__Task brief__
Reproduce all of the items below word for word, leaving out the pictures.

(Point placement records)
____
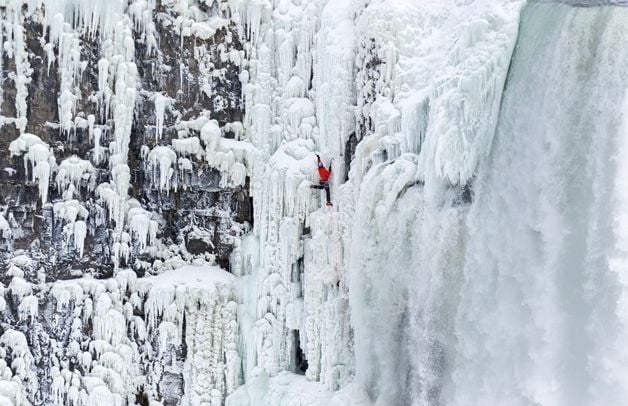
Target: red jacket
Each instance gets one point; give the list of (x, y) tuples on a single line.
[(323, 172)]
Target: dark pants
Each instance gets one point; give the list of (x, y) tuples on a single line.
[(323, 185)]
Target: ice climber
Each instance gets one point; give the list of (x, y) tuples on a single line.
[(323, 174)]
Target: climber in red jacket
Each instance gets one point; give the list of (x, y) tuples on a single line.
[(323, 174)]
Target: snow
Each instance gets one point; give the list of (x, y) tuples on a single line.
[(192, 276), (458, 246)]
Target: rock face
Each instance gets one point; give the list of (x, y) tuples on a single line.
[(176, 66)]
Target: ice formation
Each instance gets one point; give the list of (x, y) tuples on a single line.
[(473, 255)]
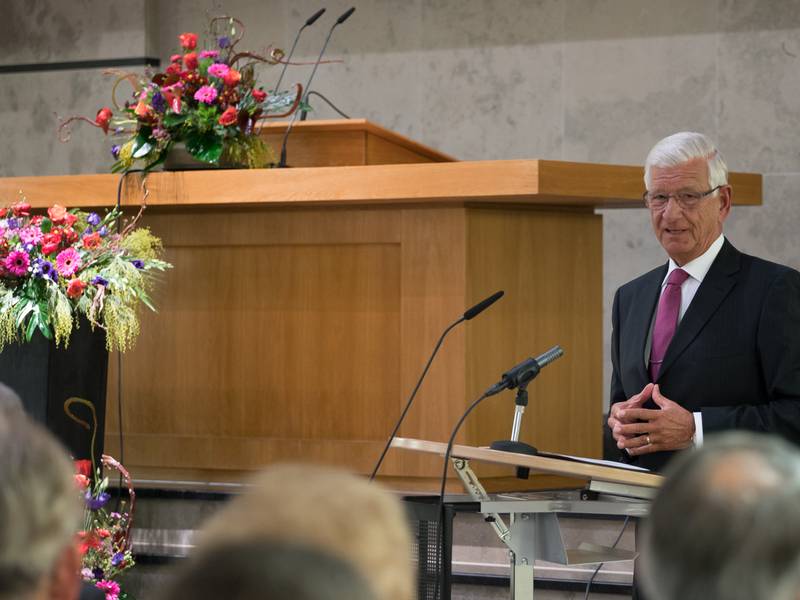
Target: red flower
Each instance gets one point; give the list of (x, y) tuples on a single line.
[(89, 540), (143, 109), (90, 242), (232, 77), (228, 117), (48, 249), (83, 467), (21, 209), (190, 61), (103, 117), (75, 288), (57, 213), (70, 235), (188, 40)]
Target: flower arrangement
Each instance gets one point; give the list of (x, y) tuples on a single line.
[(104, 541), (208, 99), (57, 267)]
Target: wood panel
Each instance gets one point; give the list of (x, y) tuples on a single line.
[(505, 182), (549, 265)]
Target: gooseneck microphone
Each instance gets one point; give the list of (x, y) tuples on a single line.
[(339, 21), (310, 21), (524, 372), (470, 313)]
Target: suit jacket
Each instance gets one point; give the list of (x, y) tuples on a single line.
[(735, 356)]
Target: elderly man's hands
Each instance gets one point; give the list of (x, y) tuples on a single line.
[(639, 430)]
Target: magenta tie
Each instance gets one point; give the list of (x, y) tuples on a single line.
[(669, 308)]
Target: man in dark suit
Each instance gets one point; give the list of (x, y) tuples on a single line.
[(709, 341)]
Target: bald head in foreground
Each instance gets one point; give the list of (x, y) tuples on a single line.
____
__Solved problem__
Target: red jacket
Each instance gets one point; give the list of (x, y) tuples on a single line.
[(323, 172)]
Target: dark pants
Each instance gets one point; give the list of (x, y) tuples on a single line.
[(323, 185)]
Target: ice climber
Each instance gets one point; give the list of (x, y) tuples on a single line.
[(323, 174)]
Target: climber in red jacket
Each instance gets one point; give the list of (x, y) tuples on a single line.
[(323, 174)]
Target: snow
Each instance gets one point; give the list of (x, y) tuples on a single line.
[(192, 276), (458, 246)]
Target: rock face
Each instance gets one point; give the list of (x, y) tuples on a single line.
[(176, 66)]
Target: ice formation
Each instance gets one point; give the list of (x, y) tuples on a single line.
[(473, 255)]
Target: red flower
Each instance gets one point; give the list of (x, y) tuples on a single line.
[(89, 540), (143, 109), (90, 242), (232, 77), (228, 117), (48, 249), (83, 467), (21, 209), (190, 61), (103, 117), (75, 288), (57, 213), (70, 235), (188, 40)]
Target: flower arrangement
Each instance gets one point; give the list of (x, y) tuples on a single line.
[(104, 541), (208, 99), (57, 267)]
Target: wood panel
Each instance gets one point; give the list of (x, y) tuples on a single line.
[(505, 182), (549, 265)]
Target: gooseneck microphone
Each instance gets one point; give the list of (x, y) tuples on a single line.
[(339, 21), (310, 21), (524, 372), (470, 313)]
Target: suit jacket
Each instance gets one point; give the list of (x, y) tuples on a single line.
[(735, 356)]
Target: elderly man's hands
Each instance gets one point; give the list of (x, y) tuples on a single line.
[(639, 430)]
Target: magenta tie
Each instance gets one point; give the list of (x, y) tuples on a single line.
[(669, 308)]
Target: man in dark suit
Each instance gets one point; give the list of (x, y) tuples on a single line.
[(709, 341)]
Target: bald head in foreground
Each instance gets one point; give the list of (x, y) tuples on a single line.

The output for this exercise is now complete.